— YOUR TASK —
Which lines in the records below contain the word "welcome"? Copy each of them.

— GIVEN RECORDS —
============
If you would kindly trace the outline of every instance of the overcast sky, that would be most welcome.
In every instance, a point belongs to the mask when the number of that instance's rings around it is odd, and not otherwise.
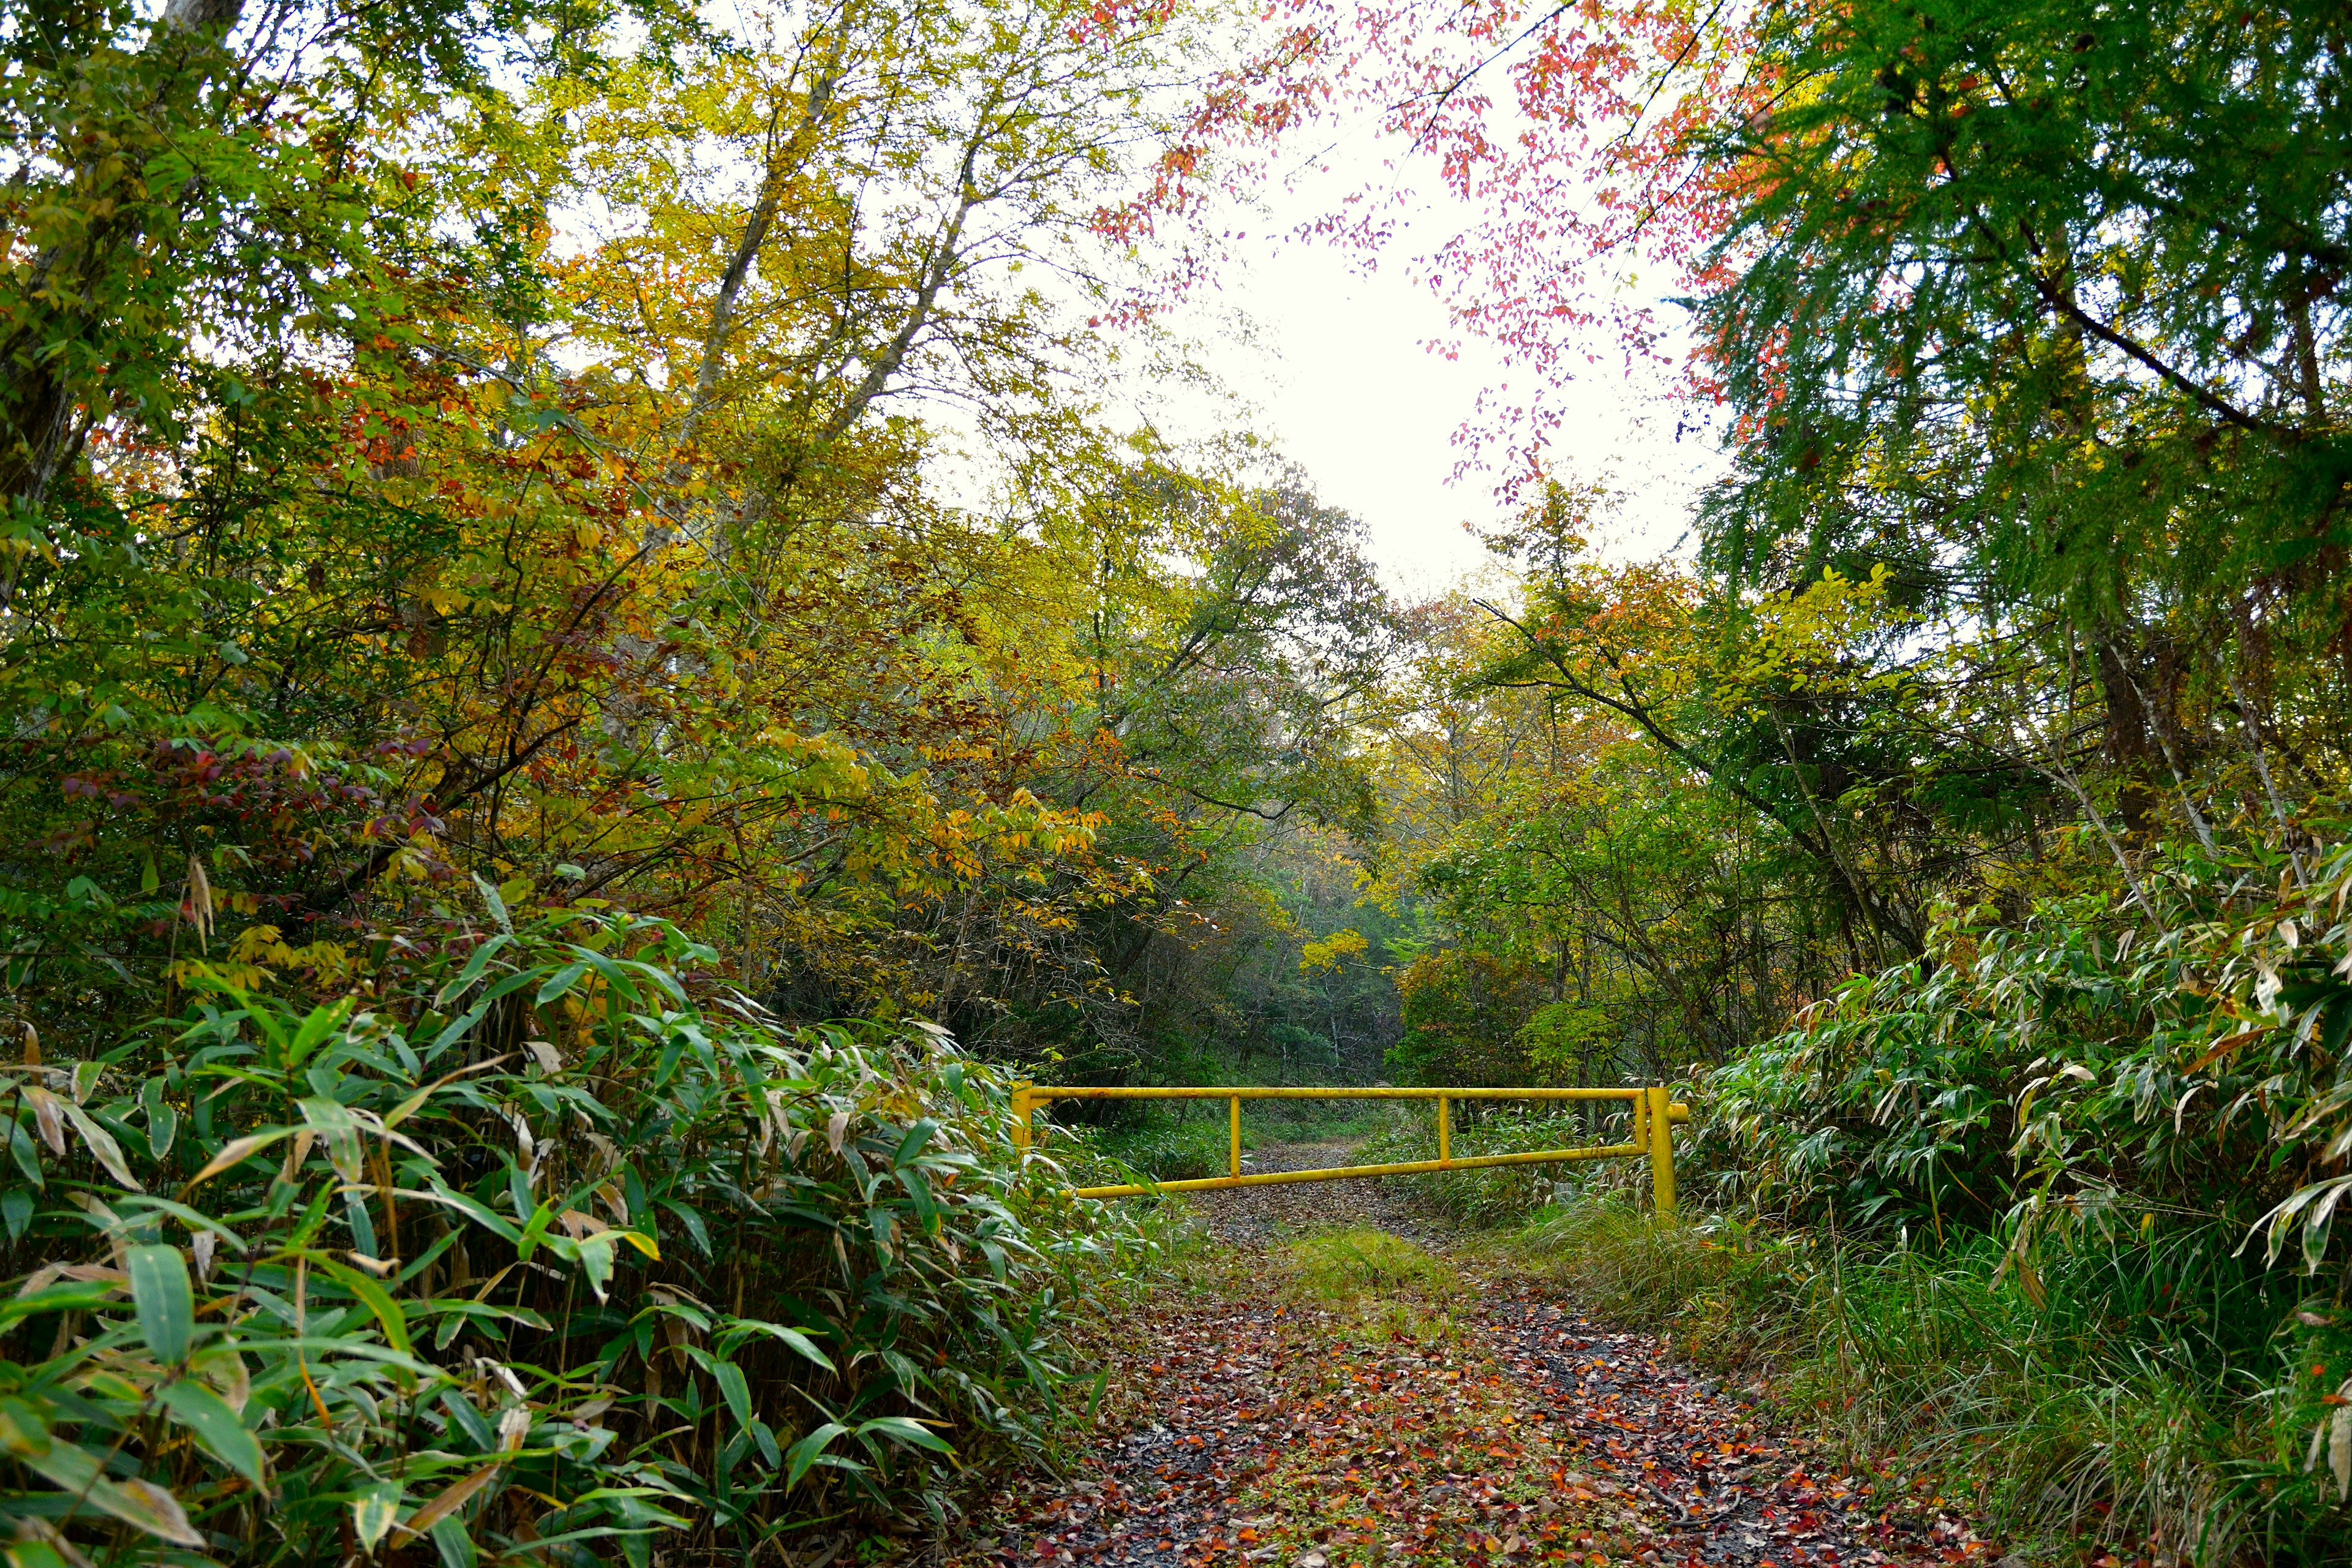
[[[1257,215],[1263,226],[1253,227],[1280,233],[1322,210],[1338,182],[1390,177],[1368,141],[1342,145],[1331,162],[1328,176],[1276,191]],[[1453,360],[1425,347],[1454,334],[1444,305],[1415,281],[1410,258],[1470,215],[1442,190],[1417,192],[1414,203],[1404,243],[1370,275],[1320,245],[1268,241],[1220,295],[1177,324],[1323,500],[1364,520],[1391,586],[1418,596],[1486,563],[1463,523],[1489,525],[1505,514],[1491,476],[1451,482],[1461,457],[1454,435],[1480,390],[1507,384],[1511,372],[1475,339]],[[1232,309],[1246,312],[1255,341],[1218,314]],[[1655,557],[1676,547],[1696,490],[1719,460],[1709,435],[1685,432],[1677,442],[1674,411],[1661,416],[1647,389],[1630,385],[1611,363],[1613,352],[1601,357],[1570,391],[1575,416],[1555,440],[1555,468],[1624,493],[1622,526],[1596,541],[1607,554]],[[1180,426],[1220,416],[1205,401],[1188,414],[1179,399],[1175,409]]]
============
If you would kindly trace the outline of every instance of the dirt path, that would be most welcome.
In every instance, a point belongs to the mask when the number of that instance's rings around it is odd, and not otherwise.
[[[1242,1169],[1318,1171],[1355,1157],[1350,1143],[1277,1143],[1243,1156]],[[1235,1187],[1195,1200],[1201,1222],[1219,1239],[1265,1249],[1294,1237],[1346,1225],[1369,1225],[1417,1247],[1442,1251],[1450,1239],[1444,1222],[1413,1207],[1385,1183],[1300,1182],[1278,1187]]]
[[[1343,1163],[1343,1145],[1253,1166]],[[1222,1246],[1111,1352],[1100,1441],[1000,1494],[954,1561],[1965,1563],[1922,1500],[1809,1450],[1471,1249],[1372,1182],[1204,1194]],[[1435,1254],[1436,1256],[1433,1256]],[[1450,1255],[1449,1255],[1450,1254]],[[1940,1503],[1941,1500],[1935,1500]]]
============
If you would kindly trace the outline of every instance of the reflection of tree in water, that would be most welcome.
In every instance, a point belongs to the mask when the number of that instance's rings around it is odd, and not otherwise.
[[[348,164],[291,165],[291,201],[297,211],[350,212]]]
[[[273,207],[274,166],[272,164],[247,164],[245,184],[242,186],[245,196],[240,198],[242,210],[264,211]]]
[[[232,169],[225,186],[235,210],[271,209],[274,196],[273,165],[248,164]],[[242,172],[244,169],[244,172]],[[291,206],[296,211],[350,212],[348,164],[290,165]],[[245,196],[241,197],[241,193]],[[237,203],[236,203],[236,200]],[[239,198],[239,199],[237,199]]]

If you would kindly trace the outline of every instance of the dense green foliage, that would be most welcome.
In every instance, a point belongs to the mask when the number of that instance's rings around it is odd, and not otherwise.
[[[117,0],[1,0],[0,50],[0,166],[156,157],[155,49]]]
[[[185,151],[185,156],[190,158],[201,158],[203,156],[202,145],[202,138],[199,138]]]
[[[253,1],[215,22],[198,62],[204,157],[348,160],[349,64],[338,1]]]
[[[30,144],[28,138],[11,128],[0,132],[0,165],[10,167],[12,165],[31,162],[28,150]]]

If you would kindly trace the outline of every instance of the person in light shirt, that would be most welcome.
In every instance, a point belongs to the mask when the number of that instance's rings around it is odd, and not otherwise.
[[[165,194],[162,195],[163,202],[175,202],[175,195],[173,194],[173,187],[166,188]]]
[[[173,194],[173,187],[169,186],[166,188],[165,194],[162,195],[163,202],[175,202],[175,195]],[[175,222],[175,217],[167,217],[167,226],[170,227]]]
============
— EXERCISE ANSWER —
If you would kindly trace the outline of every instance of the overcast sky, that would be most welcome.
If you would kindly trace the outline of every instance of the dirt path, that would be most welcome.
If you would kindly trace the outline of every instance of the reflection of tree in water, that would be most welcome.
If you would kindly trace the outline of every instance of the dense green foliage, that would be most welcome.
If you would kindly trace the outline of every instance of the person in light shirt, that would be most welcome.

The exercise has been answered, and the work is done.